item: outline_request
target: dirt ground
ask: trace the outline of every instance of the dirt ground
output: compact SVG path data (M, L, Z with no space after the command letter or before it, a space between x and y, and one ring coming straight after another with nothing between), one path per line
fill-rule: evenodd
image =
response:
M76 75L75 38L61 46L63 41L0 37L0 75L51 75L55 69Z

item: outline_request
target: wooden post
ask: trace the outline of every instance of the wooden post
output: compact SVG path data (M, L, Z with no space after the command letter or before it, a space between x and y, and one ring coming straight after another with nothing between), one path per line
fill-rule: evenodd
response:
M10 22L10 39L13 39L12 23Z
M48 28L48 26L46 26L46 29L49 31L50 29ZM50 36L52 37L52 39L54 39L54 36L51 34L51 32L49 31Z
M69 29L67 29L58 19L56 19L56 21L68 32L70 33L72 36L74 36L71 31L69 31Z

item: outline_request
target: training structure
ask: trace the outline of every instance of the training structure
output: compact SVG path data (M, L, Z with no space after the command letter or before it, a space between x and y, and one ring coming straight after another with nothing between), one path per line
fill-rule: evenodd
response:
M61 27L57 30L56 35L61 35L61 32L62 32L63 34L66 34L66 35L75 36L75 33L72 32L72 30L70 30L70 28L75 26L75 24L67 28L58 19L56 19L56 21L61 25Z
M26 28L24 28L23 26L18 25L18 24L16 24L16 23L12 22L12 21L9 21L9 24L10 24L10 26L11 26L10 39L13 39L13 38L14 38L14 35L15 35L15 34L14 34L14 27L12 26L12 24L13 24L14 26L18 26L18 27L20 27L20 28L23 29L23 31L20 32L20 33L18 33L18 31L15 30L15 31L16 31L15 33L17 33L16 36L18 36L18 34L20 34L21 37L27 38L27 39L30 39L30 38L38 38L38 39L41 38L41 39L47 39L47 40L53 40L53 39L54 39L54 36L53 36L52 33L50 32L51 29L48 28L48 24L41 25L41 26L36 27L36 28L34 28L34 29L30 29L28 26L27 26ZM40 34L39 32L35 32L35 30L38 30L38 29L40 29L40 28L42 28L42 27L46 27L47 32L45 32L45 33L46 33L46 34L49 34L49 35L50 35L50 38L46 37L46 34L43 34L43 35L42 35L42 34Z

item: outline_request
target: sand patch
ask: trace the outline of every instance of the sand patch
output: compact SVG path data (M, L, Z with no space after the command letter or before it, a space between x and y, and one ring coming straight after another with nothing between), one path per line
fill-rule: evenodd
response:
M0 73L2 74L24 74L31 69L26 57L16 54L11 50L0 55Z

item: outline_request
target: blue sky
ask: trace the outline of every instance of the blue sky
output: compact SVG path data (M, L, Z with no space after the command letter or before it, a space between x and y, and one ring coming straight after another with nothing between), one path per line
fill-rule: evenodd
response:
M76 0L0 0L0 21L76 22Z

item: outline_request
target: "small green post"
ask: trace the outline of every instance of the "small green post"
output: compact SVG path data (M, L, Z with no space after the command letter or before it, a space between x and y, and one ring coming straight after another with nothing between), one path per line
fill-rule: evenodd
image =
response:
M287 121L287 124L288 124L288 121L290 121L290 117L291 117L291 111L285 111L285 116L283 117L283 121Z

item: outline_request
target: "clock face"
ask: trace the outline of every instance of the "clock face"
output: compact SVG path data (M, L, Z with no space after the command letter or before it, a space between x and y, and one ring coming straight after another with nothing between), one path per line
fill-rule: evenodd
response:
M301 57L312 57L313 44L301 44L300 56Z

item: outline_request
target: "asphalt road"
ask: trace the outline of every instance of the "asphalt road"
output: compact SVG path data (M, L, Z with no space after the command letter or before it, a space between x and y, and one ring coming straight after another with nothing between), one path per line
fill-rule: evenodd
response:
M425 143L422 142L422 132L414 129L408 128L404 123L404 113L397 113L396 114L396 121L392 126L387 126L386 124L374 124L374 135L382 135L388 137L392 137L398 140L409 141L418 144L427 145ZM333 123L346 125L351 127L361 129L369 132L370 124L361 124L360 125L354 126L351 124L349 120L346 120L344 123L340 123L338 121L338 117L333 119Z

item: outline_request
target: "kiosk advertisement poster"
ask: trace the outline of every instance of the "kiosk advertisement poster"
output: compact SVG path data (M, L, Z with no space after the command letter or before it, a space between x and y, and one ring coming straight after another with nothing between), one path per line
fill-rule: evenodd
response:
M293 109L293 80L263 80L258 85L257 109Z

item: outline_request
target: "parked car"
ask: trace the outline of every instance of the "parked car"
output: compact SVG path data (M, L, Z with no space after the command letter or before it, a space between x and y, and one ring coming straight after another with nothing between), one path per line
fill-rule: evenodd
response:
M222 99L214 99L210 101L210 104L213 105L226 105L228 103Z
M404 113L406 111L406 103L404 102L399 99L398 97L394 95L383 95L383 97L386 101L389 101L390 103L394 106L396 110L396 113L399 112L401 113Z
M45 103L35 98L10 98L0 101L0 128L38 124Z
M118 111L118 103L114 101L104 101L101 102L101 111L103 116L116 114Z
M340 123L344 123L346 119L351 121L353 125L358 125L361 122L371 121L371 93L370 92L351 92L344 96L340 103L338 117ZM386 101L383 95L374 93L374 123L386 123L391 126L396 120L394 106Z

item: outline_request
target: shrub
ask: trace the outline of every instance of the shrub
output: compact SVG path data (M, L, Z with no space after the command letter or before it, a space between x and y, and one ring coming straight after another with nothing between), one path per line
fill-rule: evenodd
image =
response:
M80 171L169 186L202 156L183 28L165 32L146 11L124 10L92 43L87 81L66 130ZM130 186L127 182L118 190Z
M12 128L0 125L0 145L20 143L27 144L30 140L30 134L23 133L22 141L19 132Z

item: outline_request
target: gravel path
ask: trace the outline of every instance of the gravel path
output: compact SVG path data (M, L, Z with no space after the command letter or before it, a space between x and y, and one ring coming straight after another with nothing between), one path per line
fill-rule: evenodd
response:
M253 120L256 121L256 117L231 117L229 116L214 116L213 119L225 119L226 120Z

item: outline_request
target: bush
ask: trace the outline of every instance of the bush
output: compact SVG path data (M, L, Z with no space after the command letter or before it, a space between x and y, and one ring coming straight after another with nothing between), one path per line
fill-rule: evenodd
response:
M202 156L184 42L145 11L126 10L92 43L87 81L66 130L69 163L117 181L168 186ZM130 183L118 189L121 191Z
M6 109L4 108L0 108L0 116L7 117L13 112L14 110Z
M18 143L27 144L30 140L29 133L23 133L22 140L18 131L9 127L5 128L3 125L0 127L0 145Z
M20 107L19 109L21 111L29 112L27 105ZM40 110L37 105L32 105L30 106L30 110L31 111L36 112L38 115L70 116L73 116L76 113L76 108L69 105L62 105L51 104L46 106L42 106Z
::::::
▶ _Short task_
Give back the whole listing exactly as it reads.

▶ _Completed exercise_
item: outline_request
target: dirt ground
ask: trace the outline of every instance of the dirt ground
output: compact SVG path data (M, L, Z with no space after the command letter or before it, a space between x and y, and one ring coming straight after another with nothing between), one path per line
fill-rule: evenodd
image =
response:
M76 75L75 38L61 46L63 41L0 37L0 75L51 75L55 69Z

item: outline_request
target: wooden post
ask: trace the outline of every instance of the wooden post
output: compact SVG path data (M, L, Z with no space after the command letter or before it, a space between x and y, and one ring coming straight after another with nothing between), one path per line
fill-rule: evenodd
response:
M10 22L10 39L13 39L12 23Z
M48 28L48 26L46 26L46 29L49 31L50 29ZM50 36L52 37L52 39L54 39L54 36L51 34L51 32L49 31Z
M69 29L67 29L58 19L56 19L56 21L68 32L70 33L72 36L74 36L71 31L69 31Z

item: outline_request
target: training structure
ask: trace the outline of every instance of the training structure
output: compact SVG path data (M, L, Z with no space after the command letter or before it, a space between x and y, and one ring coming straight after another with nothing between), one path per line
fill-rule: evenodd
response:
M61 27L57 30L56 35L61 35L61 32L62 32L63 34L66 34L66 35L75 36L75 33L72 32L72 30L70 30L70 28L75 26L75 24L67 28L58 19L56 19L56 21L61 25Z
M26 28L24 28L23 26L18 25L18 24L16 24L16 23L12 22L12 21L9 21L9 24L10 24L10 26L11 26L10 39L13 39L13 38L14 38L14 35L15 35L15 34L14 34L14 27L12 26L12 24L13 24L14 26L18 26L18 27L20 27L20 28L23 29L23 31L20 32L20 33L18 33L18 31L15 30L15 31L16 31L15 33L17 33L16 36L18 36L18 34L20 34L21 37L27 38L27 39L30 39L30 38L38 38L38 39L41 38L41 39L47 39L47 40L53 40L53 39L54 39L54 36L53 36L52 33L50 32L51 29L48 28L48 24L41 25L41 26L36 27L36 28L34 28L34 29L30 29L28 26L27 26ZM40 34L39 32L35 32L35 30L38 30L38 29L40 29L40 28L42 28L42 27L46 27L47 32L45 32L45 33L46 33L46 34L49 34L49 35L50 35L50 38L46 37L46 34L43 34L43 35L42 35L42 34Z

item: outline_request
target: sand patch
ask: trace the outline of every instance of the sand patch
output: compact SVG path data (M, L, Z with no space after the command letter or before it, a space between x and y, and one ring coming straight after another with nothing between), one path per line
fill-rule: evenodd
response:
M0 73L2 74L24 74L31 69L26 57L16 54L11 50L0 55Z

item: outline_request
target: blue sky
ask: trace the outline of every instance of the blue sky
output: compact SVG path data (M, L, Z with no space after the command letter or before it, a space between x and y, and one ring coming straight after another with nothing between), one path per line
fill-rule: evenodd
response:
M76 0L0 0L0 21L76 22Z

item: outline_request
target: "small green post"
ask: trace the outline of every instance of the "small green post"
output: compact SVG path data (M, L, Z with no space after the command letter or before it, a space between x and y, and one ring coming straight after another with nothing between), one path per line
fill-rule: evenodd
image =
response:
M287 121L287 124L288 124L288 121L290 121L290 117L291 117L291 111L285 111L285 116L283 117L283 121Z

item: outline_request
target: "clock face"
ask: trace the outline of every instance of the "clock face"
output: compact SVG path data (M, L, Z with no space after the command letter or before it, a space between x and y, and one ring coming straight after another with nothing between), one path per line
fill-rule: evenodd
response:
M301 57L312 57L313 44L301 44L300 56Z

item: outline_request
target: "asphalt road"
ask: trace the outline of every instance of the "asphalt road"
output: compact SVG path data (M, L, Z with no space after the command letter or before it, a space between x and y, and one ring coming straight after another with nothing between), one path per line
fill-rule: evenodd
response:
M425 143L422 142L422 132L414 129L408 128L404 123L404 113L397 113L396 114L396 121L392 126L387 126L386 124L374 124L374 135L382 135L388 137L392 137L398 140L409 141L418 144L427 145ZM333 123L346 125L351 127L361 129L369 132L370 124L361 124L360 125L354 126L351 124L349 120L346 120L344 123L340 123L338 121L338 117L333 119Z

item: outline_request
target: "kiosk advertisement poster"
ask: trace the outline of every instance of the "kiosk advertisement poster"
output: compact SVG path data (M, L, Z with no space after the command letter or before it, a space between x and y, and one ring coming straight after another with nothing between), one path per line
fill-rule: evenodd
response:
M293 109L293 80L263 80L258 85L257 109Z

item: outline_request
target: "parked car"
ask: trace the outline of every instance of the "parked car"
output: compact SVG path data (M, L, Z with no space after the command letter or before it, a space between x and y, and one ring coming straight after another with nothing between), one path per line
fill-rule: evenodd
response:
M222 99L214 99L210 101L210 104L213 105L226 105L228 103Z
M404 113L406 111L406 103L404 102L399 99L398 97L394 95L383 95L383 97L386 101L389 101L390 103L394 106L396 110L396 113L399 112L401 113Z
M45 103L35 98L10 98L0 101L0 128L38 124Z
M118 111L118 103L114 101L104 101L101 102L101 111L103 116L116 114Z
M340 123L344 123L346 119L351 121L353 125L358 125L361 122L371 121L371 93L370 92L351 92L344 96L340 103L338 117ZM386 101L383 95L374 93L374 123L386 123L391 126L396 120L394 106Z

item: outline_request
target: shrub
ask: trace the outline of every instance of the shrub
output: compact SVG path data (M, L, Z with no space after the command letter or before it, a space between x and y, and one ring coming straight after another with nothing between), one path per line
fill-rule: evenodd
image =
response:
M80 171L169 186L202 156L183 28L165 32L146 11L124 10L92 43L87 81L66 130ZM130 186L127 182L118 190Z
M12 128L0 125L0 145L20 143L27 144L30 140L30 134L23 133L22 141L19 132Z

item: outline_request
target: gravel path
ask: trace the outline of every instance of the gravel path
output: compact SVG path data (M, L, Z with no space after the command letter or before it, a space between x and y, and one ring coming straight after another with nothing between), one path per line
fill-rule: evenodd
response:
M253 120L256 121L256 117L231 117L229 116L214 116L213 119L225 119L226 120Z

item: outline_request
target: bush
ask: trace the outline of every instance of the bush
output: compact SVG path data (M, L, Z with no space after the command letter or before it, a space between x and y, and one ring coming straight after another with nothing between), one path per line
fill-rule: evenodd
response:
M202 156L184 42L145 11L126 10L92 43L87 81L66 130L69 163L117 181L168 186ZM130 183L118 189L121 191Z
M6 109L4 108L0 108L0 116L7 117L13 112L14 110Z
M18 143L27 144L30 140L29 133L23 133L22 140L18 131L9 127L5 128L3 125L0 127L0 145Z
M20 107L19 109L21 111L29 112L27 105ZM40 110L37 105L32 105L30 106L30 110L31 111L36 112L38 115L70 116L73 116L76 113L76 108L69 105L62 105L51 104L46 106L42 106Z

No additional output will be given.